#### Data entries:
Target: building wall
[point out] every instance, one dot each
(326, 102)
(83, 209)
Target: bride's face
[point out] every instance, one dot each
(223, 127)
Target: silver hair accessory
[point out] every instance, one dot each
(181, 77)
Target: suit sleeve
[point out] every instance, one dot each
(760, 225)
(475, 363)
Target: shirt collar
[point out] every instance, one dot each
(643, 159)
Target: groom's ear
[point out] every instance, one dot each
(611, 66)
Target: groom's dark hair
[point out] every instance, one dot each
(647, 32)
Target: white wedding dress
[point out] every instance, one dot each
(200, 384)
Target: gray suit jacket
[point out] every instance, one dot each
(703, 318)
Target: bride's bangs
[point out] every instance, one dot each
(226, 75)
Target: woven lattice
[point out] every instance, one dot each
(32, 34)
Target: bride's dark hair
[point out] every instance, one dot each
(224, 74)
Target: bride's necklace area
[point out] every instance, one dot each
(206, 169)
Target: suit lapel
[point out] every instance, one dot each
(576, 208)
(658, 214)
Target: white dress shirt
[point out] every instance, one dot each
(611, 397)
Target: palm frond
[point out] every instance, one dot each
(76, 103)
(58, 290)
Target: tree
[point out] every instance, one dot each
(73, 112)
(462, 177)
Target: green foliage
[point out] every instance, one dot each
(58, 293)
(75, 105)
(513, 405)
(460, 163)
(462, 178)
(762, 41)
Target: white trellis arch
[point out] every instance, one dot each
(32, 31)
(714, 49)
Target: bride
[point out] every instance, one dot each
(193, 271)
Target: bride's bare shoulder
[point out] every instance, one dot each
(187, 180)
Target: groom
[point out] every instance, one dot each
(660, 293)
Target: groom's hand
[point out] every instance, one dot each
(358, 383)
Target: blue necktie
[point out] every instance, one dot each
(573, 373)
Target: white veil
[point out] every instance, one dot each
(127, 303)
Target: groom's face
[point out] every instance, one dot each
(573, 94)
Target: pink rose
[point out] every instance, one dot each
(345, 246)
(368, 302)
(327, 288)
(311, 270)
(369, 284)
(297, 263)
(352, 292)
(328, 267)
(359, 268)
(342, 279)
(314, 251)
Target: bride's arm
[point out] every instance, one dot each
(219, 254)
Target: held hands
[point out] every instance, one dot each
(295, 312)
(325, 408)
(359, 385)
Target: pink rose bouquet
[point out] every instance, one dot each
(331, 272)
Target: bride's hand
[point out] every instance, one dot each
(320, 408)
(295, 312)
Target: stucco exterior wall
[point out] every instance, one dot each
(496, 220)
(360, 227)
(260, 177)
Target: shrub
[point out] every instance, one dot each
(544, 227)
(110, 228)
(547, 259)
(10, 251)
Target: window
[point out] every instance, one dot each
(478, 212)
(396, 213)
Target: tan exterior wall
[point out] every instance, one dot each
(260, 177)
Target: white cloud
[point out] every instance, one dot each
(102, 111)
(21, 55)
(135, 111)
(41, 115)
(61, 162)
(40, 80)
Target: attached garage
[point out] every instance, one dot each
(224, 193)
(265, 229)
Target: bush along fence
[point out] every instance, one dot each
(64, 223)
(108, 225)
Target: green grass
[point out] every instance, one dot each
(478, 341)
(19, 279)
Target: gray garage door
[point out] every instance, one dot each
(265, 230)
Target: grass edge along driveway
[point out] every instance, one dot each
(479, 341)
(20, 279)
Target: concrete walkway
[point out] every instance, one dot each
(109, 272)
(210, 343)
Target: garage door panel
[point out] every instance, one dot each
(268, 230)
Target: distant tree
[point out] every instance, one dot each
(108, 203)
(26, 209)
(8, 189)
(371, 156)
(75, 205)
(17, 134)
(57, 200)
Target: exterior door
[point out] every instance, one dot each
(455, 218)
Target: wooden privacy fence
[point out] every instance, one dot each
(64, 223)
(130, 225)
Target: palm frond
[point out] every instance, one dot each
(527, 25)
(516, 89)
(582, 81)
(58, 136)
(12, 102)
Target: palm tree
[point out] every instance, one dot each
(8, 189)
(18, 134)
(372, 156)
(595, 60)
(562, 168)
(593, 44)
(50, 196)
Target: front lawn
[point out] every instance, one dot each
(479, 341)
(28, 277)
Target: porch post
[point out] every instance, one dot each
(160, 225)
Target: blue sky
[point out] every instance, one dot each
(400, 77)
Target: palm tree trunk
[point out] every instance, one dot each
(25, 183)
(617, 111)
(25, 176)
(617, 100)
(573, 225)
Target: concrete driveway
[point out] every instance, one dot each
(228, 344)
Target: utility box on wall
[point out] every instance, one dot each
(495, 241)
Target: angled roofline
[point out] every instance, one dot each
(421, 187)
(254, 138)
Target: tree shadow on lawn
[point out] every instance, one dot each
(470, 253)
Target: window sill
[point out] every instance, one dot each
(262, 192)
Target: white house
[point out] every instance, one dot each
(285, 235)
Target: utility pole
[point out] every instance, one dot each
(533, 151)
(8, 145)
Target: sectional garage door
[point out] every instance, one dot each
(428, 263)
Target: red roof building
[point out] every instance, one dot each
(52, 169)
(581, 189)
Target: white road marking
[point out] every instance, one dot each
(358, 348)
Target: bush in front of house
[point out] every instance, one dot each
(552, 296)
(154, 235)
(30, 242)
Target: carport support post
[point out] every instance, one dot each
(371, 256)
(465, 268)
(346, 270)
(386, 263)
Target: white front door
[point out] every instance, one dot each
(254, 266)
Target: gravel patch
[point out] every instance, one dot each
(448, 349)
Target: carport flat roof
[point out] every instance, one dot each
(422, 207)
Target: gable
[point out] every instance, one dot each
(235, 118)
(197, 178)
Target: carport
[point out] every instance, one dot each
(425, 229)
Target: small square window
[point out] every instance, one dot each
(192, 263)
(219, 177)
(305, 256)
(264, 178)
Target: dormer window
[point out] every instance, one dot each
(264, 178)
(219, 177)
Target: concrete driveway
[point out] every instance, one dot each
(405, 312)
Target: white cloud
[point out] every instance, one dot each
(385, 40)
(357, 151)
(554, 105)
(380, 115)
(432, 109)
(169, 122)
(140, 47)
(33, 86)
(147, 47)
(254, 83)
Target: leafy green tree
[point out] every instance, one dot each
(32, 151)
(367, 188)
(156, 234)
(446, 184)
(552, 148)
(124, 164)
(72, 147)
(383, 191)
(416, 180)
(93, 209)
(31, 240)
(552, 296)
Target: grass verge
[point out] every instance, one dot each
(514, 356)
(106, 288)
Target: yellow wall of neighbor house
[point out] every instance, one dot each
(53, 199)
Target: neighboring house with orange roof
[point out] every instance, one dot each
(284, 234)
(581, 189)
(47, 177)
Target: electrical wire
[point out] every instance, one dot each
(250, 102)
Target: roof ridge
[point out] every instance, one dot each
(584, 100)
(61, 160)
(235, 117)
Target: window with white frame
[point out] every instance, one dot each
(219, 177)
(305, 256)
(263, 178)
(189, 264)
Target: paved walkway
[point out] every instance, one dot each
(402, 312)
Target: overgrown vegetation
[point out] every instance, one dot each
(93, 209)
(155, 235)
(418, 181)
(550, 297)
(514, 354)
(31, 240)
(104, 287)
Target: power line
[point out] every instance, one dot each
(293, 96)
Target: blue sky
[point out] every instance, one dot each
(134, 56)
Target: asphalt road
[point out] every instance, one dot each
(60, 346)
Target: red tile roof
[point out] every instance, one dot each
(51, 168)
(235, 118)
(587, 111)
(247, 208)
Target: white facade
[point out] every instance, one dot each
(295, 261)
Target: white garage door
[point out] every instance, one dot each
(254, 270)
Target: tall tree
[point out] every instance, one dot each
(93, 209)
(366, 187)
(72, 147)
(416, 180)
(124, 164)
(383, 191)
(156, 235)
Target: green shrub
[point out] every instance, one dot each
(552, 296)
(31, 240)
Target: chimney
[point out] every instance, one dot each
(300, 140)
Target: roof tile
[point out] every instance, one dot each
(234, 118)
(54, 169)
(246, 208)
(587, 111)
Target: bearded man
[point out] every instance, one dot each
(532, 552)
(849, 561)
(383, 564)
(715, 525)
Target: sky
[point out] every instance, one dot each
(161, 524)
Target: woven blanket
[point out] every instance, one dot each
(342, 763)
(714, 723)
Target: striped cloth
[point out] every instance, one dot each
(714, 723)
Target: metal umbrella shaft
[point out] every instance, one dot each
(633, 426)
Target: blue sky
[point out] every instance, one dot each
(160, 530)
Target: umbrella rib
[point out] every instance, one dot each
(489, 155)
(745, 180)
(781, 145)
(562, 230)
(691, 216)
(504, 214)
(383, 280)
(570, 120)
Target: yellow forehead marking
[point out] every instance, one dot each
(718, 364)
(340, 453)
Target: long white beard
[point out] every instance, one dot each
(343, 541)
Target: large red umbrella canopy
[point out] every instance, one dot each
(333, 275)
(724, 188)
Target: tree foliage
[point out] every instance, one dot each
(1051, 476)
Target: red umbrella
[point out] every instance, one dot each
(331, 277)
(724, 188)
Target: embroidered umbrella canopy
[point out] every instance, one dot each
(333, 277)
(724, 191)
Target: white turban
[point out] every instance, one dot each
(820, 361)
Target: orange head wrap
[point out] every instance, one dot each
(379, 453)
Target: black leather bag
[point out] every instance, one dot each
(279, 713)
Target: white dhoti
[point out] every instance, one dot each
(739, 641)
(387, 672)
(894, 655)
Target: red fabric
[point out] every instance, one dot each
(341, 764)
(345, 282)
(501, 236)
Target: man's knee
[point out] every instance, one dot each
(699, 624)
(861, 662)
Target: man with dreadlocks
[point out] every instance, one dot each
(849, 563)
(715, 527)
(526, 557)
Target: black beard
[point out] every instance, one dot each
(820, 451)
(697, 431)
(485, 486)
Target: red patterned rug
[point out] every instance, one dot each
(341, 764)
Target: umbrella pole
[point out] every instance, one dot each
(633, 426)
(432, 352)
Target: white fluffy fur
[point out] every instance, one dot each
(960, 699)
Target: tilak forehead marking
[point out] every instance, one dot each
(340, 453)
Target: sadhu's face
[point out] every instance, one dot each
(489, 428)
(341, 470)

#### Work instructions:
The answer consists only of the lines from the one containing "Target: red umbrella" to the end of the records, each written out exactly.

#### Task response:
Target: red umbrella
[point out] every instance, one dot each
(331, 277)
(724, 188)
Target: embroidered umbrella canopy
[point out] every instance, one dot each
(333, 277)
(724, 191)
Target: white turban
[point out] every instance, one dot each
(820, 361)
Target: orange head wrap
[point out] every instance, one dot each
(379, 453)
Target: black leather bag
[point out] every instance, one dot each
(279, 713)
Target: white dhoti
[point out] every instance, one dot each
(739, 641)
(387, 672)
(894, 655)
Target: red fabric
[point out] every instance, one dot each
(341, 764)
(345, 282)
(501, 236)
Target: man's knee
[point out] every instance, one dot each
(699, 624)
(861, 662)
Target: man with dreadlocks
[point out] every instance, one dot each
(849, 563)
(715, 527)
(526, 557)
Target: black beard
[point out] every instance, one dot each
(820, 451)
(697, 431)
(485, 486)
Target: red patterned rug
[point out] every instance, one dot each
(341, 764)
Target: umbrella pole
[point out] every instance, one dot each
(633, 426)
(432, 352)
Target: white fluffy fur
[point out] every instance, one dot each
(960, 699)
Target: tilak forehead marking
[point out] every instance, one dot each
(340, 453)
Target: sadhu's face
[point out] every instance, one dot each
(489, 428)
(341, 470)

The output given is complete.